The task: Rewrite the entire listing below as a JSON array of strings, with one string per line and blank lines omitted.

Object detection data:
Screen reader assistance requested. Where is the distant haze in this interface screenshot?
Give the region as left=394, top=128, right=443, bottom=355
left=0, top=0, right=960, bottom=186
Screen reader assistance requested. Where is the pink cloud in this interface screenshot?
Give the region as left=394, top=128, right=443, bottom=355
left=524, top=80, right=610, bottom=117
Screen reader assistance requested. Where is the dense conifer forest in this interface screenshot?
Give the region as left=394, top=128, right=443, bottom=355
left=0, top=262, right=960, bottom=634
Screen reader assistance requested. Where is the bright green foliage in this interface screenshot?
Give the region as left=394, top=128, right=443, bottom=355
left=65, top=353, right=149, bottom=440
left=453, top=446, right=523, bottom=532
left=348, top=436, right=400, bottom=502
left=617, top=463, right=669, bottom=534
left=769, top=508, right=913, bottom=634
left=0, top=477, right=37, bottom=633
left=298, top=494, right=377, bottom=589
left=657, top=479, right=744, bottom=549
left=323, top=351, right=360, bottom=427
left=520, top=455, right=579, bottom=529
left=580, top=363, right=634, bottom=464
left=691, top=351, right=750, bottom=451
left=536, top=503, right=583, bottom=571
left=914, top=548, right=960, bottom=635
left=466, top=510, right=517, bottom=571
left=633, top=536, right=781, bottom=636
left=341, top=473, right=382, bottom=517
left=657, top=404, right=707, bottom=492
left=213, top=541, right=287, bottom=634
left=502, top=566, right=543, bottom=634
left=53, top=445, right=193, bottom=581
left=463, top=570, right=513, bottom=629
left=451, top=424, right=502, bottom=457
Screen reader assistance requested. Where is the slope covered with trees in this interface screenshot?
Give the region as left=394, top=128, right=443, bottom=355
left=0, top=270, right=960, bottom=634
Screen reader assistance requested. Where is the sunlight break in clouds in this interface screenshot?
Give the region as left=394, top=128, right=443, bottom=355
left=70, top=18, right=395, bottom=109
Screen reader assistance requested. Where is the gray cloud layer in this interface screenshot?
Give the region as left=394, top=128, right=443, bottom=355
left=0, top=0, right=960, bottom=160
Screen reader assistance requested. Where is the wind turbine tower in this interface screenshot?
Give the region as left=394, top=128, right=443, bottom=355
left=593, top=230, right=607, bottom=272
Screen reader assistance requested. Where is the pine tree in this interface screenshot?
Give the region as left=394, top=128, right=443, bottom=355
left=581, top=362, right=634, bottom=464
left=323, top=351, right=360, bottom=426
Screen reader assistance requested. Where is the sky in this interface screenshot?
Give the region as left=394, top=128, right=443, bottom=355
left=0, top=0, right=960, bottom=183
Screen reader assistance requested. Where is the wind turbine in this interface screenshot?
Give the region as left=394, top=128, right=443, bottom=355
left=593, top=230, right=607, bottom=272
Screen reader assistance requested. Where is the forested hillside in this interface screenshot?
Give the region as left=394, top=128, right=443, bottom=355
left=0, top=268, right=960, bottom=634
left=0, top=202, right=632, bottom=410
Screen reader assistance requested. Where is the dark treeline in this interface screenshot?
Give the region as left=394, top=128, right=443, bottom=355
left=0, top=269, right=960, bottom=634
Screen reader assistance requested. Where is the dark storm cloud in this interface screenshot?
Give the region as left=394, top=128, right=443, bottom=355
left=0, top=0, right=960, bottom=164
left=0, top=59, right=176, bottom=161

Result:
[
  "Screen reader assistance requested. Where is the distant haze in this interface screenshot?",
  "Give the region as left=394, top=128, right=443, bottom=355",
  "left=0, top=0, right=960, bottom=186",
  "Screen reader assistance requested. Where is the pink cloud in this interface screenshot?",
  "Give the region as left=394, top=128, right=443, bottom=355",
  "left=524, top=80, right=610, bottom=117",
  "Screen reader assistance requested. Where is the dense conifer forest in this interface screenshot?",
  "Give the region as left=394, top=128, right=443, bottom=355",
  "left=0, top=262, right=960, bottom=634",
  "Screen reader assistance requested. Where is the bright green foliage in this interface screenshot?",
  "Give the region as left=394, top=128, right=443, bottom=355",
  "left=65, top=353, right=149, bottom=440",
  "left=453, top=446, right=523, bottom=532",
  "left=348, top=436, right=400, bottom=502",
  "left=617, top=463, right=669, bottom=534",
  "left=769, top=508, right=913, bottom=634",
  "left=0, top=477, right=37, bottom=633",
  "left=298, top=494, right=377, bottom=589",
  "left=657, top=479, right=744, bottom=549",
  "left=323, top=351, right=360, bottom=427",
  "left=520, top=455, right=579, bottom=529",
  "left=580, top=363, right=634, bottom=464",
  "left=691, top=351, right=750, bottom=451",
  "left=536, top=503, right=583, bottom=571",
  "left=914, top=548, right=960, bottom=635",
  "left=466, top=510, right=517, bottom=571",
  "left=633, top=536, right=781, bottom=636",
  "left=341, top=473, right=382, bottom=517",
  "left=657, top=404, right=707, bottom=492",
  "left=213, top=541, right=287, bottom=634",
  "left=502, top=566, right=543, bottom=634",
  "left=53, top=445, right=193, bottom=581",
  "left=463, top=570, right=513, bottom=629",
  "left=451, top=424, right=502, bottom=457",
  "Screen reader assistance requested. Where is the slope covered with trees in this interface screenshot?",
  "Give the region as left=394, top=128, right=443, bottom=355",
  "left=0, top=270, right=960, bottom=634",
  "Screen reader assistance requested. Where is the sunlight break in clouds in this interface screenshot?",
  "Give the region as left=394, top=128, right=443, bottom=355",
  "left=70, top=18, right=395, bottom=109",
  "Screen reader assistance requested. Where is the gray cloud layer in this interface screenshot?",
  "Give the region as left=394, top=128, right=443, bottom=355",
  "left=0, top=0, right=960, bottom=160",
  "Screen reader assistance requested. Where is the wind turbine tower in this interface screenshot?",
  "Give the region as left=394, top=128, right=443, bottom=355",
  "left=593, top=230, right=607, bottom=272",
  "Screen reader assistance requested. Where is the pine tree in this interface screenshot?",
  "Give the region as left=394, top=128, right=443, bottom=355",
  "left=581, top=362, right=634, bottom=464",
  "left=323, top=351, right=360, bottom=426",
  "Screen reader assistance requested. Where is the sky in this interface screenshot?",
  "Give the region as left=394, top=128, right=443, bottom=355",
  "left=0, top=0, right=960, bottom=183",
  "Screen reader assistance requested. Where is the wind turbine in this interface screenshot?",
  "Give the region as left=394, top=128, right=443, bottom=355",
  "left=593, top=230, right=607, bottom=272",
  "Screen reader assistance requested. Where is the forested hillside in this interface screenshot?",
  "Give the region as left=394, top=128, right=443, bottom=355",
  "left=0, top=268, right=960, bottom=634",
  "left=0, top=202, right=632, bottom=410",
  "Screen reader assistance requested. Where is the dark treeline in this interface screenshot?",
  "Give the region as left=394, top=128, right=443, bottom=355",
  "left=0, top=269, right=960, bottom=634",
  "Screen reader assistance requested. Where is the dark storm cloud in this interface screenshot?",
  "Give the region as left=394, top=128, right=443, bottom=355",
  "left=0, top=0, right=960, bottom=164",
  "left=0, top=59, right=176, bottom=161"
]